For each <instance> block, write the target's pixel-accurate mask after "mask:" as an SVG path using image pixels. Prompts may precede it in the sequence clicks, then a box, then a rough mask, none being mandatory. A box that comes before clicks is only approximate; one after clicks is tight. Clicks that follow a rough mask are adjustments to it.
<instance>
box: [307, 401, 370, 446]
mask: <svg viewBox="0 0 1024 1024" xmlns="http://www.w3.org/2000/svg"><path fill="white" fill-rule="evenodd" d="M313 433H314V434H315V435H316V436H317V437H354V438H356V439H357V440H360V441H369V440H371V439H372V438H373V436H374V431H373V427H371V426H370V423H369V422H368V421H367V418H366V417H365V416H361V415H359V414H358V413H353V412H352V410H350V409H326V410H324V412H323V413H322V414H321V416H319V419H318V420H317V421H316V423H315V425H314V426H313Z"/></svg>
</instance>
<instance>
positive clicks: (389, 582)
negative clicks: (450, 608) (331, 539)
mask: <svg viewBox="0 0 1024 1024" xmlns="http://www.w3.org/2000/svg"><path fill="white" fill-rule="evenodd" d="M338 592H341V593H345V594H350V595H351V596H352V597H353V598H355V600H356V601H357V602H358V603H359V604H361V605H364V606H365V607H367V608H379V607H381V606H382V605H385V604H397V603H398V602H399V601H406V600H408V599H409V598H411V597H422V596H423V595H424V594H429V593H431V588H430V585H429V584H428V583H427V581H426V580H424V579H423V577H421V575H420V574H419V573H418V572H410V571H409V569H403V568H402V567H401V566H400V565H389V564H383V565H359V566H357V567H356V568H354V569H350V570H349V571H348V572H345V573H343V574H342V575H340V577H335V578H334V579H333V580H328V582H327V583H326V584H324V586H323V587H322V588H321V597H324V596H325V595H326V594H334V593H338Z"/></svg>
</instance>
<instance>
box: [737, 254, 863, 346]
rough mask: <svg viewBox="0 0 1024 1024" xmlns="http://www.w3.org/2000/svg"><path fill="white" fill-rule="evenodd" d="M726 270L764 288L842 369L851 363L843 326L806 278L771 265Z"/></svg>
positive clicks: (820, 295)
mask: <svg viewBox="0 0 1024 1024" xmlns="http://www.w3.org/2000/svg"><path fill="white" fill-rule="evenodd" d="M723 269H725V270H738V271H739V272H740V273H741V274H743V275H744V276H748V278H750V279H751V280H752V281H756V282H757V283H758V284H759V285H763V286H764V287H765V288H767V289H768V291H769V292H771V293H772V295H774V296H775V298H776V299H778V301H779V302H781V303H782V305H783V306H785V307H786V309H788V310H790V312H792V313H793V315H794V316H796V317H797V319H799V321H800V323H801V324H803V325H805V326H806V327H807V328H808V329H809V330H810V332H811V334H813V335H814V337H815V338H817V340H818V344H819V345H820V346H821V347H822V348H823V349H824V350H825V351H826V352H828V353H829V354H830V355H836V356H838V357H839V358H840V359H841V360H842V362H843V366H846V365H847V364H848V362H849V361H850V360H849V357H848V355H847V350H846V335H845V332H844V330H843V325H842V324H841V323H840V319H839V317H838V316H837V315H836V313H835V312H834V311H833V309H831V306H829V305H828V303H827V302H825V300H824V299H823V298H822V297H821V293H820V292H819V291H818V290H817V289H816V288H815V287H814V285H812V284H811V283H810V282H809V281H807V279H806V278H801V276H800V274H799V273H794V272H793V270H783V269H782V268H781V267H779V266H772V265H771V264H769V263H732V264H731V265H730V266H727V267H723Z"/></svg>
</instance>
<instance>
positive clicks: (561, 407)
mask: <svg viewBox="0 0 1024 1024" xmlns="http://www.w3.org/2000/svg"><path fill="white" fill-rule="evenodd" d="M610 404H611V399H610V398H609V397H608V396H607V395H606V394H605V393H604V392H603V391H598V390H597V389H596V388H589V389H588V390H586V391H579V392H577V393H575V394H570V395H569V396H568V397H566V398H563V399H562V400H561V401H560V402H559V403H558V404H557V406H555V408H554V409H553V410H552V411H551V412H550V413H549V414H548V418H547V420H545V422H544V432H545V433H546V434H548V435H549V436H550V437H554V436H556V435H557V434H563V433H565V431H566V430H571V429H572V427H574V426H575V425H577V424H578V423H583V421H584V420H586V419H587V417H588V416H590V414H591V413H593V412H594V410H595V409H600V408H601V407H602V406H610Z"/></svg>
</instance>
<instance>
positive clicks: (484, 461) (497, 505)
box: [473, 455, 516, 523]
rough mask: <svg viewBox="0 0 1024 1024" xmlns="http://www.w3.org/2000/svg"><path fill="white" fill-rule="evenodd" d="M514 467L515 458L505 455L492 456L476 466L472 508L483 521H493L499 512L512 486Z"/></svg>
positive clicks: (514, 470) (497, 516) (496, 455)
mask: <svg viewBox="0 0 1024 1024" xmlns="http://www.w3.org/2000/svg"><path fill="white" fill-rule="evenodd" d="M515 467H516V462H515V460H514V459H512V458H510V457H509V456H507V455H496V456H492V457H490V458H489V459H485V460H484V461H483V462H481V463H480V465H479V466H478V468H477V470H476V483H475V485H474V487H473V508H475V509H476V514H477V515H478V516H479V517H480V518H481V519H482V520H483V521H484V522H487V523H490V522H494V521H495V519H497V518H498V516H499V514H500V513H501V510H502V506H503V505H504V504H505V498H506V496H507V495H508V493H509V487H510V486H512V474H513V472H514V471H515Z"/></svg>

================================

• **YOUR TASK**:
Print all the data exactly.

• **OUTPUT FOR THIS TASK**:
For each <instance> block, write the target's pixel-accurate mask after "mask:" as an SVG path using image pixels. Prompts may precede it in the sequence clicks, then a box, then a rough mask, none being mandatory. A box that comes before clicks is only approximate; one after clicks is tight. Clicks that follow a rough mask are adjustments to it.
<instance>
box: [307, 401, 370, 446]
mask: <svg viewBox="0 0 1024 1024" xmlns="http://www.w3.org/2000/svg"><path fill="white" fill-rule="evenodd" d="M313 433H314V434H315V435H316V436H317V437H354V438H356V439H357V440H360V441H369V440H371V439H372V438H373V436H374V431H373V427H371V426H370V423H369V422H368V421H367V418H366V417H365V416H361V415H359V414H358V413H353V412H352V410H350V409H326V410H324V412H323V413H322V414H321V416H319V419H318V420H317V421H316V423H315V425H314V426H313Z"/></svg>
</instance>
<instance>
positive clicks: (389, 582)
negative clicks: (450, 608) (331, 539)
mask: <svg viewBox="0 0 1024 1024" xmlns="http://www.w3.org/2000/svg"><path fill="white" fill-rule="evenodd" d="M338 592H341V593H345V594H350V595H351V596H352V597H353V598H355V600H356V601H357V602H358V603H359V604H361V605H364V606H365V607H367V608H379V607H381V606H382V605H385V604H397V603H398V602H399V601H406V600H408V599H409V598H411V597H422V596H423V595H424V594H429V593H431V588H430V585H429V584H428V583H427V581H426V580H424V579H423V577H421V575H420V574H419V573H418V572H410V571H409V569H403V568H402V567H401V566H400V565H389V564H383V565H359V566H357V567H356V568H354V569H350V570H349V571H348V572H345V573H343V574H342V575H340V577H335V578H334V579H333V580H328V582H327V583H326V584H324V586H323V587H322V588H321V597H324V596H325V595H326V594H334V593H338Z"/></svg>
</instance>
<instance>
box: [737, 254, 863, 346]
rough mask: <svg viewBox="0 0 1024 1024" xmlns="http://www.w3.org/2000/svg"><path fill="white" fill-rule="evenodd" d="M726 270L764 288L842 369L851 363L843 326L806 278L771 265Z"/></svg>
positive clicks: (820, 295)
mask: <svg viewBox="0 0 1024 1024" xmlns="http://www.w3.org/2000/svg"><path fill="white" fill-rule="evenodd" d="M723 269H725V270H738V271H739V272H740V273H741V274H743V275H744V276H748V278H750V279H751V280H752V281H756V282H757V283H758V284H759V285H763V286H764V287H765V288H767V289H768V291H769V292H771V293H772V295H774V296H775V298H776V299H778V301H779V302H781V303H782V305H783V306H785V307H786V309H788V310H790V312H792V313H793V315H794V316H796V317H797V319H799V321H800V323H801V324H803V325H805V326H806V327H807V328H808V329H809V330H810V332H811V334H813V335H814V337H815V338H817V340H818V344H819V345H820V346H821V347H822V348H823V349H824V350H825V351H826V352H828V353H829V354H830V355H836V356H838V357H839V358H840V359H841V360H842V362H843V366H846V365H847V364H848V362H849V361H850V360H849V357H848V355H847V350H846V335H845V332H844V330H843V325H842V324H841V323H840V319H839V317H838V316H837V315H836V313H835V312H834V311H833V309H831V306H829V305H828V303H827V302H825V300H824V299H823V298H822V297H821V293H820V292H819V291H818V290H817V289H816V288H815V287H814V285H812V284H811V283H810V282H809V281H807V279H806V278H801V276H800V274H799V273H794V272H793V270H783V269H782V268H781V267H779V266H772V265H771V264H769V263H732V264H731V265H730V266H727V267H723Z"/></svg>
</instance>
<instance>
positive clicks: (561, 407)
mask: <svg viewBox="0 0 1024 1024" xmlns="http://www.w3.org/2000/svg"><path fill="white" fill-rule="evenodd" d="M610 404H611V399H610V398H609V397H608V396H607V395H606V394H605V393H604V392H603V391H598V390H597V389H596V388H589V389H588V390H586V391H579V392H577V393H575V394H570V395H569V396H568V397H566V398H563V399H562V400H561V401H560V402H559V403H558V404H557V406H555V408H554V409H553V410H552V411H551V412H550V413H549V414H548V418H547V420H545V422H544V432H545V433H546V434H548V435H549V436H550V437H554V436H556V435H557V434H563V433H565V431H566V430H571V429H572V427H574V426H575V425H577V424H578V423H583V421H584V420H586V419H587V417H588V416H590V414H591V413H593V412H594V410H595V409H600V408H601V407H602V406H610Z"/></svg>
</instance>
<instance>
positive clicks: (484, 461) (497, 505)
box: [473, 455, 516, 523]
rough mask: <svg viewBox="0 0 1024 1024" xmlns="http://www.w3.org/2000/svg"><path fill="white" fill-rule="evenodd" d="M514 467L515 458L505 455L492 456L476 466L472 508L483 521H493L499 512L512 486Z"/></svg>
positive clicks: (514, 470) (497, 516) (496, 455)
mask: <svg viewBox="0 0 1024 1024" xmlns="http://www.w3.org/2000/svg"><path fill="white" fill-rule="evenodd" d="M515 467H516V462H515V460H514V459H512V458H510V457H509V456H507V455H496V456H492V457H490V458H489V459H485V460H484V461H483V462H481V463H480V465H479V466H478V468H477V470H476V483H475V485H474V487H473V508H475V509H476V514H477V515H478V516H479V517H480V518H481V519H482V520H483V521H484V522H487V523H490V522H494V521H495V519H497V518H498V516H499V514H500V513H501V510H502V506H503V505H504V504H505V498H506V496H507V495H508V493H509V487H510V486H512V474H513V472H514V471H515Z"/></svg>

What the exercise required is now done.